[start]

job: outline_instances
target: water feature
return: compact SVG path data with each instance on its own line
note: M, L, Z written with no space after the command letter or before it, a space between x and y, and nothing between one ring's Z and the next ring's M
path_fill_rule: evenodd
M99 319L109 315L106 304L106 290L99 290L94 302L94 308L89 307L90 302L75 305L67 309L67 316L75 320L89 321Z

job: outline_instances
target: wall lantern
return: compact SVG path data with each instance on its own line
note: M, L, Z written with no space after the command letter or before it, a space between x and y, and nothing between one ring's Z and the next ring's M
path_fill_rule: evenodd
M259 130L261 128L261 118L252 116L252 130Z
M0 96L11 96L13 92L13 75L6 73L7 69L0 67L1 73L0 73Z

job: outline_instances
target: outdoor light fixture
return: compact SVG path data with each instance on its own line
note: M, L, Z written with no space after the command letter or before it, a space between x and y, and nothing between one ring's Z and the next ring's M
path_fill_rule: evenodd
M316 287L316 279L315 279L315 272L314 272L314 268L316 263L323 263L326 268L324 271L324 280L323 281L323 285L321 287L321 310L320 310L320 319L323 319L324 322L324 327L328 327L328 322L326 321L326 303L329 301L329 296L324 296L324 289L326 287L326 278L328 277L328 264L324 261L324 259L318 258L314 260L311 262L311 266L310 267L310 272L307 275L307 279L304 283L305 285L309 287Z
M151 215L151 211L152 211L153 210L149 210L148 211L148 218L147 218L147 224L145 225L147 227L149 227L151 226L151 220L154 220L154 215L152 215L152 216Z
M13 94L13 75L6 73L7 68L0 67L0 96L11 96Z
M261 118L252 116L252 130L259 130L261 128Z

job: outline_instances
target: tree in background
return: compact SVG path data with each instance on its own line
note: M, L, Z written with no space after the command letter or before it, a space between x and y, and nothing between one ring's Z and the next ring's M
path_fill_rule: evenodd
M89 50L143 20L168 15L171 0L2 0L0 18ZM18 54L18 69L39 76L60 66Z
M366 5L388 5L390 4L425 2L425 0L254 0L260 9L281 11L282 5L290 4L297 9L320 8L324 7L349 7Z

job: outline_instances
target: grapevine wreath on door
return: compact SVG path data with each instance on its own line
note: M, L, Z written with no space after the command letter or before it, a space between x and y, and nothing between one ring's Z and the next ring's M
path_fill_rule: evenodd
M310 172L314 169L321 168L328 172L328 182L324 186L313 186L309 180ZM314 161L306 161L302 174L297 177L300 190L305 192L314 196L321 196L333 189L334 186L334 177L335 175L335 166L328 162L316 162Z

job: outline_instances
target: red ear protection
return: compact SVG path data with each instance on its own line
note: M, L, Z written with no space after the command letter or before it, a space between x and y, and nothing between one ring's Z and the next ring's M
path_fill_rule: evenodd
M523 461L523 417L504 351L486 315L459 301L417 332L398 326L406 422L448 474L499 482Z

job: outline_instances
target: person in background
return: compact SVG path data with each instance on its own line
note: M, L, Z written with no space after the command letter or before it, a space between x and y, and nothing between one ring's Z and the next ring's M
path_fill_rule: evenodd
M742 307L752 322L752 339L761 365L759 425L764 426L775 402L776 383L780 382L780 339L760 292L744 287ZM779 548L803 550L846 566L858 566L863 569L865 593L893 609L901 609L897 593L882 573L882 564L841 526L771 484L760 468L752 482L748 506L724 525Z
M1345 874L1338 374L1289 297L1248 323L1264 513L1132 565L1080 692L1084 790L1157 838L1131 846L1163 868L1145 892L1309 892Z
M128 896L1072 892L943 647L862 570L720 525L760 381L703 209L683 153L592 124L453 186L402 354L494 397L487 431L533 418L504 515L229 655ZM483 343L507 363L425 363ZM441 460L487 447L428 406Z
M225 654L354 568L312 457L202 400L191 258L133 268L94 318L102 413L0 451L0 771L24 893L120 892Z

[end]

## [WHAT IS EXPECTED]
Quote every item above line for line, from the first to the last, without changing a single character.

## [TASK SOLUTION]
job: outline_instances
target: water feature
return: compact SVG path data with each instance on its own line
note: M, L, Z written with no space after the command letter or before it, a space between x and y, and nothing between one ring's Z and the next ring's M
path_fill_rule: evenodd
M99 319L109 315L106 304L106 290L99 290L94 302L94 308L89 307L90 302L75 305L67 309L67 316L75 320L89 321Z

job: outline_instances
target: wall lantern
return: compact SVG path data with each instance on its own line
note: M, L, Z written with no space after the command letter or before it, a space between x and y, and nothing between one ring's Z and the next ring's M
path_fill_rule: evenodd
M259 130L261 128L261 118L252 116L252 130Z
M0 96L11 96L13 92L13 75L6 73L7 69L0 67L1 73L0 73Z

job: outline_instances
target: outdoor light fixture
return: compact SVG path data with each instance on its own line
note: M, L, Z written with no space after the command letter or before it, a space between x and y, and nothing between one ring's Z and the next ring's M
path_fill_rule: evenodd
M316 287L316 279L315 279L315 272L314 272L314 268L316 263L323 263L326 268L324 271L324 280L323 281L323 285L321 287L321 310L320 310L320 319L323 319L324 322L324 327L328 327L328 322L326 321L326 303L329 301L329 296L324 296L324 289L326 287L326 278L328 277L328 264L324 261L324 259L318 258L314 260L311 262L311 266L310 267L310 272L307 275L307 279L304 283L305 285L309 287Z
M151 215L151 211L152 211L153 210L149 210L148 211L148 218L147 218L147 224L145 225L147 227L149 227L151 226L151 220L154 220L154 215L152 215L152 216Z
M13 94L13 75L6 73L7 68L0 67L0 96L11 96Z
M261 118L252 116L252 130L259 130L261 128Z

job: outline_instances
target: tree in background
return: compact SVG path data with each instance on its own line
note: M, L, Z written with no space after the command letter or before it, a space between x and y, and nothing between one ring's Z and the next ring's M
path_fill_rule: evenodd
M89 50L143 20L168 15L171 0L2 0L0 18ZM18 54L18 69L39 76L60 66Z
M366 5L388 5L390 4L425 2L425 0L254 0L260 9L281 11L282 5L290 4L297 9L320 8L324 7L349 7Z

job: outline_instances
target: grapevine wreath on door
return: compact SVG path data with each instance on its own line
note: M, L, Z written with no space after the command letter or before it, a space between x and y, and nothing between one ring's Z and the next ring's M
path_fill_rule: evenodd
M310 172L314 169L321 168L328 172L328 182L324 186L313 186L309 180ZM314 161L306 161L302 174L297 177L300 190L305 192L314 196L321 196L333 189L334 186L334 177L335 175L335 166L328 162L316 162Z

job: outline_instances
target: red ear protection
return: compact SVG path data with each instance on its own line
note: M, L, Z written with no space after the command letter or before it, a space between x and y, and nothing between one ring's Z and the next ring's M
path_fill_rule: evenodd
M523 461L523 417L504 351L486 315L459 301L417 332L398 326L406 422L448 474L499 482Z

job: outline_instances
target: person in background
return: compact SVG path data with each instance on its own line
note: M, L, Z written with no space after the command letter or before it, a space between x and y, and nothing between one ring's Z and the next ring's M
path_fill_rule: evenodd
M742 307L752 322L752 339L761 365L759 425L764 426L775 402L776 383L780 382L780 339L760 292L744 287ZM779 548L803 550L846 566L858 566L863 569L865 593L893 609L901 609L897 593L882 573L882 564L841 526L771 484L760 468L752 482L748 506L724 525Z
M1345 874L1338 374L1289 297L1248 323L1264 513L1132 565L1080 692L1084 790L1157 838L1131 846L1163 868L1145 892L1309 892Z
M128 896L1072 892L943 647L862 570L720 525L760 381L703 209L683 153L592 124L453 186L402 354L494 397L487 431L533 418L504 515L229 655ZM483 343L507 363L425 363ZM441 460L487 447L428 406Z
M225 654L354 568L312 457L202 400L191 258L133 268L94 318L102 413L0 451L0 771L24 893L120 892Z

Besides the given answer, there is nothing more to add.